• _Instructions for the task_:
Without any of its pictures, the listing below should be output exactly.

• _Task input_:
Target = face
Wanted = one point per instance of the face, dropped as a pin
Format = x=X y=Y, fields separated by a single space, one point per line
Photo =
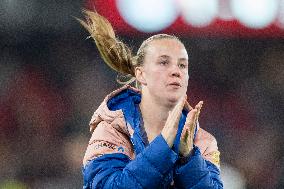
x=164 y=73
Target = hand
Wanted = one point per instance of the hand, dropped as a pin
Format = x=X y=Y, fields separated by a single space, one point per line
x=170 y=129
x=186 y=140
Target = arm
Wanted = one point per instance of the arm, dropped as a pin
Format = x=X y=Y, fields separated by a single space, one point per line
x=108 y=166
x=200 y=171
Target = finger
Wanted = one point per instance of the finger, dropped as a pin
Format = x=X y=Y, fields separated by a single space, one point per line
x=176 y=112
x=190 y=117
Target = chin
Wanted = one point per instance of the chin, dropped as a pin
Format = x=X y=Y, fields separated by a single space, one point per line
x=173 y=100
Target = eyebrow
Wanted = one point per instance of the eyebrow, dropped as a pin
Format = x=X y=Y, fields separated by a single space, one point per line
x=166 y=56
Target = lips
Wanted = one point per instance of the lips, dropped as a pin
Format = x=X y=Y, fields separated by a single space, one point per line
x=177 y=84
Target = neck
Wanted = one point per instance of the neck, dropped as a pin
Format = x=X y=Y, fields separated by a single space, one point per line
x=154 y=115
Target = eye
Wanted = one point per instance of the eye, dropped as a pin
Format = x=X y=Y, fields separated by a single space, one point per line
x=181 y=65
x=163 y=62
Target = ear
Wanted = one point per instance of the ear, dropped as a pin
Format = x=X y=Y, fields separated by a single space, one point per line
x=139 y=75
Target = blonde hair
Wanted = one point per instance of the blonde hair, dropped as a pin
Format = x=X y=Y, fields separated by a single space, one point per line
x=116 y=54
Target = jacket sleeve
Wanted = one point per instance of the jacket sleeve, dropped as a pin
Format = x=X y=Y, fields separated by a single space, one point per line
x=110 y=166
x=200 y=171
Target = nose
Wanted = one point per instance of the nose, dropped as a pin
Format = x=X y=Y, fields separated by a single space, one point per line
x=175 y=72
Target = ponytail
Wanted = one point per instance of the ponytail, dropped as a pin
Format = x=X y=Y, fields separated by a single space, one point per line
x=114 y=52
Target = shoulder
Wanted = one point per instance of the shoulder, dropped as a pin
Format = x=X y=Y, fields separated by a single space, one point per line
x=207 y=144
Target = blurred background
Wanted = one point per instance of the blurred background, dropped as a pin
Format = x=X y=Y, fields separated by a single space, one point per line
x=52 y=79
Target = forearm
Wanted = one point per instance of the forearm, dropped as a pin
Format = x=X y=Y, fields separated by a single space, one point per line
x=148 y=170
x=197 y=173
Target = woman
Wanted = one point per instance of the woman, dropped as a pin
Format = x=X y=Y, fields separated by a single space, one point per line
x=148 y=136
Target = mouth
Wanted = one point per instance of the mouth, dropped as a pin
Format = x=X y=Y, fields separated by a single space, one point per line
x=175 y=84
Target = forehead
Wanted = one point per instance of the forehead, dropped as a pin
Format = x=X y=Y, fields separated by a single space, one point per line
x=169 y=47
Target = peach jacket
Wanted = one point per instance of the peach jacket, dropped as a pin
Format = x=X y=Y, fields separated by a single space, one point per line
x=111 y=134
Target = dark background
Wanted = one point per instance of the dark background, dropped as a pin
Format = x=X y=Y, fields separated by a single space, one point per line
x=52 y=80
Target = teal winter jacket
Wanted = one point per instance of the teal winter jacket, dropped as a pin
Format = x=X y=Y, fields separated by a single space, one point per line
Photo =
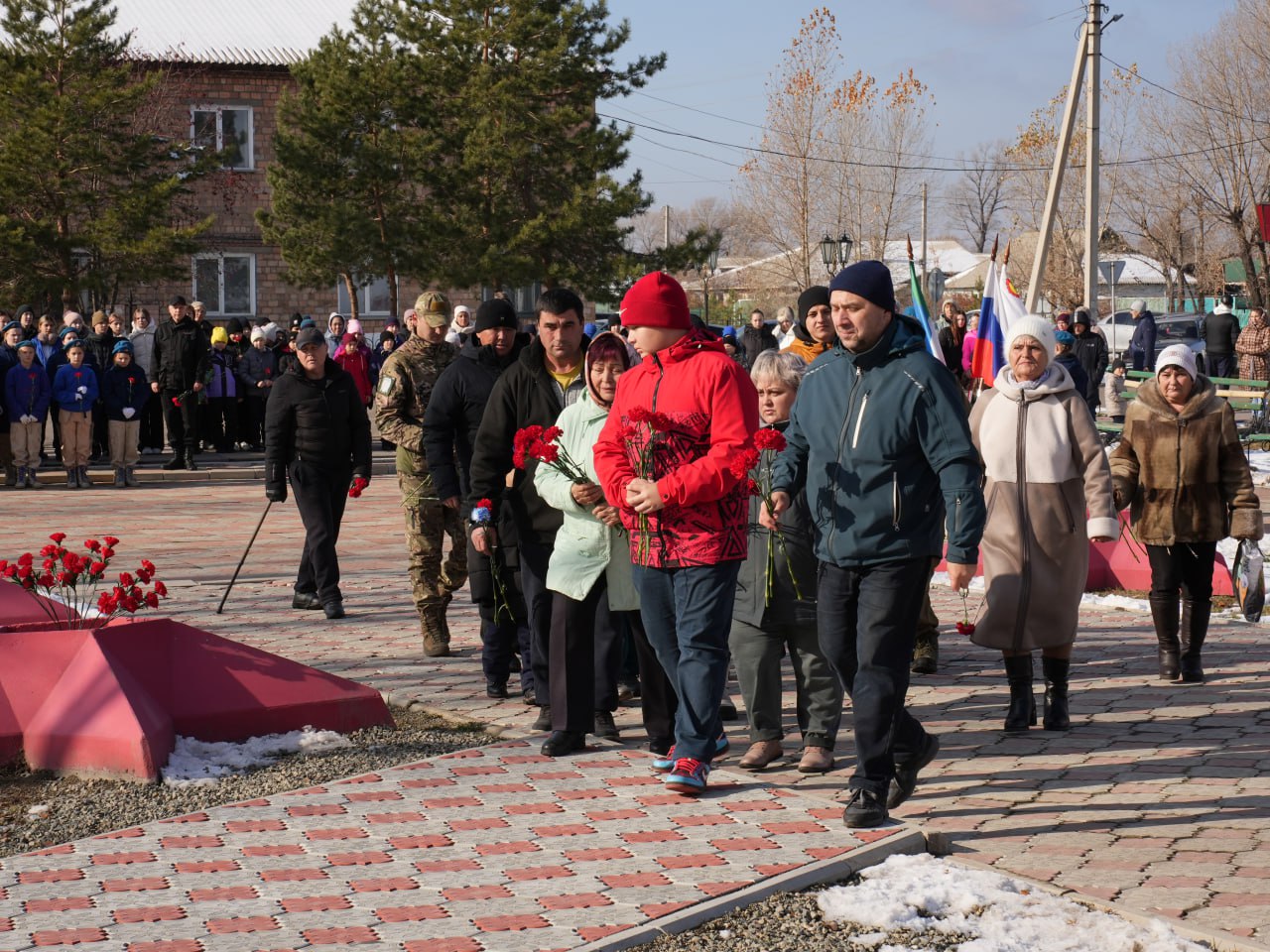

• _Reply to the task_:
Target = face
Wanted = one point per instance of the face, dropped as a pin
Format = x=X y=Y, fields separated by a single space, one point per line
Photo =
x=164 y=73
Target = hand
Wanted = one point per instance of the hand, dropped as a pin
Format = x=X y=Y, fields separated by a single space, one point per line
x=170 y=129
x=186 y=140
Target = arm
Wanted = one point per instance of the arm, dropped as a pin
Format = x=X y=Y, fields separated by a single space, one point per line
x=108 y=166
x=200 y=171
Target = finger
Wanted = one point per instance of the finger, dropped as a pin
Format = x=X y=Y, fields separated by a single space, one point per line
x=176 y=112
x=190 y=117
Target = chin
Wanted = one point per instance of the chin, dropped as a pin
Format = x=X y=Y, fields separated by a single space, one point per line
x=173 y=100
Target = eyebrow
Wanted = one point per instance of the eyebrow, dropped as a pin
Format = x=X y=Y, fields separated by a single space, one point per line
x=166 y=56
Target = lips
Wanted = one point per instance of the lips, dropped as a pin
Format = x=X y=Y, fields separated by a single space, one point per line
x=177 y=84
Target = neck
Wanted = one point per instance of the neck, dropped as a pin
Format = x=X y=Y, fields separated by a single space, one point per line
x=154 y=115
Target = eye
Wanted = one point per instance of the eye, dropped as a pin
Format = x=X y=Y, fields separated by a single space, one point per line
x=181 y=65
x=163 y=62
Target = ear
Wanted = one point per instance of the ear, dropped as a pin
Format = x=X y=Y, fields separated by a single space, one point per line
x=139 y=75
Target = blonde hair
Wanted = one point per instance of the blonde hair, dropped as a pin
Format = x=X y=Y, fields separated by a single space, one point per line
x=116 y=54
Target = jacket sleeve
Wanted = one point per instance of the jacket sleeve, dropped as a pin
Format = x=X y=Y, fields separated by a single space, one point per line
x=110 y=166
x=200 y=171
Target = nose
Wanted = one point per instance of the nose, dropped as a pin
Format = x=X y=Y, fields separated by a single space, one point per line
x=175 y=72
Target = ponytail
Wanted = one point per instance of the ponytail, dropped as a pin
Format = x=X y=Y, fields separated by a single space, one point per line
x=114 y=52
Target = shoulder
Wanted = one point per instance of the shoulder, dropped as a pin
Format = x=X y=Y, fields separated by a single space, one point per line
x=207 y=144
Target = blurred background
Wanted = one point per instance of the blurred background, dropped as a pin
Format = x=X y=Y, fields separated by a single space, one point per line
x=52 y=79
Target = forearm
Wanted = one point per instance of the forearm, dropped as a pin
Format = x=X y=Y, fields separated by a single space, one point per line
x=148 y=170
x=197 y=173
Target = woman
Wanted = one point per instance of the woman, dropped as a pin
Format = x=X y=Y, fields separated by a single space, one point per line
x=148 y=136
Target = mouth
Wanted = one point per instance of the mouth, dropped as a pin
Format = x=X y=Y, fields separated by a single space, one point per line
x=175 y=84
Target = forehead
Wanted = one point per instance of the forehead, dropped as a pin
Format = x=X y=Y, fields separated by a single space, one point per line
x=169 y=47
Target = peach jacket
Wanted = one point per instance of the peach jacket, dropped as a pin
Format = x=X y=Y, fields separated by a single space, one point per line
x=111 y=134
Target = dark background
Wanted = one point per instance of the dark background, dropped as a pin
Format = x=X y=Y, fields separated by a single space, one point per line
x=52 y=80
Target = teal winter jacket
Wanted = one point per instance of the teal winter jacket, dropped as a pin
Format = x=X y=Y, fields separated by a single space, one point per line
Photo =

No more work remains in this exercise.